*Written exercise*
Write out all entries word for word.

[Items from a data source]

"""

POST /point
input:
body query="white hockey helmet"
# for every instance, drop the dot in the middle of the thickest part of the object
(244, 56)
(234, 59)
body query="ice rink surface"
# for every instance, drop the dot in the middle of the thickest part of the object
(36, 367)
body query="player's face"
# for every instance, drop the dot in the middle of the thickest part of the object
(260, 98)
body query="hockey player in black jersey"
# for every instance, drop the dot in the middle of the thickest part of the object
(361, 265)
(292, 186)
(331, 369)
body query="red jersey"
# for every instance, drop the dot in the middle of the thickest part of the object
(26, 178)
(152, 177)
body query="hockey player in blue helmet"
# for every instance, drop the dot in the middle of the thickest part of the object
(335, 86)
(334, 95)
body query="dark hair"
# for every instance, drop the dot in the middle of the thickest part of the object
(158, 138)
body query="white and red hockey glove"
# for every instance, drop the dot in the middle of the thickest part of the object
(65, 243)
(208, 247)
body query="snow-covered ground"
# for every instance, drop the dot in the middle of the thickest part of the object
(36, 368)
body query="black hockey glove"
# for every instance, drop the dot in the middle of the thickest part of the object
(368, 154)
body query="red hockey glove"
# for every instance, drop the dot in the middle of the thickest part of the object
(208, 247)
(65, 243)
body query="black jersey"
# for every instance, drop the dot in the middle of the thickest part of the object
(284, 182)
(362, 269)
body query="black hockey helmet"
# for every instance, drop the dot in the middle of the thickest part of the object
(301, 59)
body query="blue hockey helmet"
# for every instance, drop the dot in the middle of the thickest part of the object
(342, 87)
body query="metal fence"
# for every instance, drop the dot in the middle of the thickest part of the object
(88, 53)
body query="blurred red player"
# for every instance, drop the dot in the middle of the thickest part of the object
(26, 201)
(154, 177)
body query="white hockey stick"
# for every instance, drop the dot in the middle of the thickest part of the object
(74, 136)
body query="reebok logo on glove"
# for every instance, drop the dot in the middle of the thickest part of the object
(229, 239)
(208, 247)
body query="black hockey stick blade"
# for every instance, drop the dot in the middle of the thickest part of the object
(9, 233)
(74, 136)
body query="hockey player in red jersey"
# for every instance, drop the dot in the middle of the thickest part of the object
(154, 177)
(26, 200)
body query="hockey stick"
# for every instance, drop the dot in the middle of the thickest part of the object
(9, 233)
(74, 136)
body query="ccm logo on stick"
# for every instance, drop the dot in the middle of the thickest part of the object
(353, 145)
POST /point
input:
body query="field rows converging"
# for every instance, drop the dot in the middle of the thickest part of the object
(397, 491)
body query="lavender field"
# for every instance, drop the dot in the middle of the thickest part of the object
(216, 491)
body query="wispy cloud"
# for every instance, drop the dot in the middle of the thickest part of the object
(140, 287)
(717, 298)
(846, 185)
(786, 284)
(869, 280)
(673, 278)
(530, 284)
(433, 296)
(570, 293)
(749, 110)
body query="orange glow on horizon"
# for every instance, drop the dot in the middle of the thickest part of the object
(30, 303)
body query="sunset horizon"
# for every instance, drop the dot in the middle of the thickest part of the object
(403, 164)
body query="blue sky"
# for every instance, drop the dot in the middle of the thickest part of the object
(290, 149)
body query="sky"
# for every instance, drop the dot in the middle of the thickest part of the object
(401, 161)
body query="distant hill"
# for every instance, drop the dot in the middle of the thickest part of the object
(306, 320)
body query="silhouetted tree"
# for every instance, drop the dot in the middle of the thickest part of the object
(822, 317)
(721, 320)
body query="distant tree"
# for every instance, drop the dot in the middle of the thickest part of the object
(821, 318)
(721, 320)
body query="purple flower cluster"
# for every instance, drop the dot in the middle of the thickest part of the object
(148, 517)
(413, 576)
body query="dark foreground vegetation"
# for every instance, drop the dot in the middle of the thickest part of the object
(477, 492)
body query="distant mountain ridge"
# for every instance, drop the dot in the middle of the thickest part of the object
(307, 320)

"""

*Result*
POST /point
input:
body query="white hockey helmet"
# for every instance, drop the dot in the middle of the thickest part of the object
(244, 56)
(234, 59)
body query="ice rink surface"
# for every instance, drop the dot in the middle of the thickest part of the object
(36, 367)
body query="player's face"
# for every instance, drop the dot in the middle of the thickest part of the object
(260, 98)
body query="hockey player in black jersey"
# for every instance, drop the dot in the middle of the thickest part of the object
(361, 265)
(292, 186)
(331, 369)
body query="red jersey"
# for every instance, drop the dot in the middle of the thickest part of the object
(26, 178)
(152, 177)
body query="hockey player in blue helmet"
# for every instance, drop the dot in the middle of the thickest part of the object
(335, 86)
(334, 95)
body query="dark hair"
# for every instance, drop the dot in the middle of the thickest part of the object
(158, 138)
body query="white and red hockey glove"
# for every instance, drop the dot in the middle of the thickest part of the object
(65, 243)
(208, 247)
body query="snow-covered ground"
# for every instance, drop the dot in the middle of the thickest part of the object
(36, 368)
body query="black hockey glove"
# for every instance, drop the dot in the middle of the thickest part of the object
(368, 154)
body query="red hockey glove"
# for every instance, drop the dot in the middle of the thickest part of the object
(208, 247)
(65, 243)
body query="black jersey"
# for every instance, drop the dot in the middle of the thickest part of the object
(284, 182)
(362, 269)
body query="black hockey helmet"
# for every instance, drop the dot in the middle of the thickest part of the object
(301, 59)
body query="blue hockey helmet"
# for every instance, drop the dot in the middle of the thickest part of the object
(342, 87)
body query="metal fence"
# for every instance, drop the dot in the middle of the thickest part of the object
(88, 53)
body query="blurred red player"
# for every instance, drop the dot in the middle of the thickest part of the object
(26, 201)
(154, 177)
body query="white hockey stick"
# for every instance, drop the dot in the middle of the thickest part of the object
(74, 136)
body query="reebok logo on glove"
# for every instance, drop the dot in the middle of the thickest part of the object
(229, 239)
(208, 247)
body query="black hockey stick blade"
# for every instance, drop the dot in the middle of the thickest part of the object
(9, 233)
(74, 136)
body query="hockey player in red jersey"
# for every instance, drop the dot in the middle of the thickest part of the object
(154, 177)
(26, 200)
body query="hockey stick"
# for every instance, drop the dot in the middle of the thickest part of the object
(9, 233)
(74, 136)
body query="ccm logo on stick"
# for every instance, drop the dot in the middle of the thickest part of the object
(353, 145)
POST /point
input:
body query="field rows converging"
# for every instance, drop the dot in the middle of the thickest part of the object
(397, 491)
body query="lavender field"
# for every instance, drop the dot in the middle of the thickest part of the object
(216, 491)
body query="wispy cloud"
# for every instance, drop the dot in the middle of the thickest part of the object
(140, 287)
(717, 298)
(846, 185)
(786, 284)
(869, 280)
(673, 278)
(530, 284)
(433, 296)
(570, 293)
(749, 110)
body query="orange glow on horizon"
# for every instance, drop the dot in the middle of the thickest part of the object
(30, 303)
body query="sunset horizon"
# for every instance, drop the dot in the middle of the thickest part of the object
(403, 164)
body query="blue sky"
# for every instance, drop the dot in the middle of the thickest part of the object
(290, 149)
body query="sky"
# for every instance, drop the dot in the middle of the thickest part of the object
(401, 161)
body query="distant hill"
# for every instance, drop the dot in the middle of the thickest part of the object
(306, 320)
body query="silhouetted tree"
# for every instance, drop the dot in the middle of the thickest part of the object
(822, 317)
(721, 320)
body query="distant tree"
# for every instance, drop the dot in the middle of the thickest part of the object
(821, 318)
(721, 320)
body query="purple flower cluster"
# for every instance, drop the dot in the middle of the thickest part of the object
(148, 517)
(413, 576)
body query="dark foreground vegetation"
# for every instance, drop the dot in the middle of the thickest part of the object
(477, 492)
body query="distant mountain ridge"
# for every instance, drop the dot in the middle of the thickest part of the object
(307, 320)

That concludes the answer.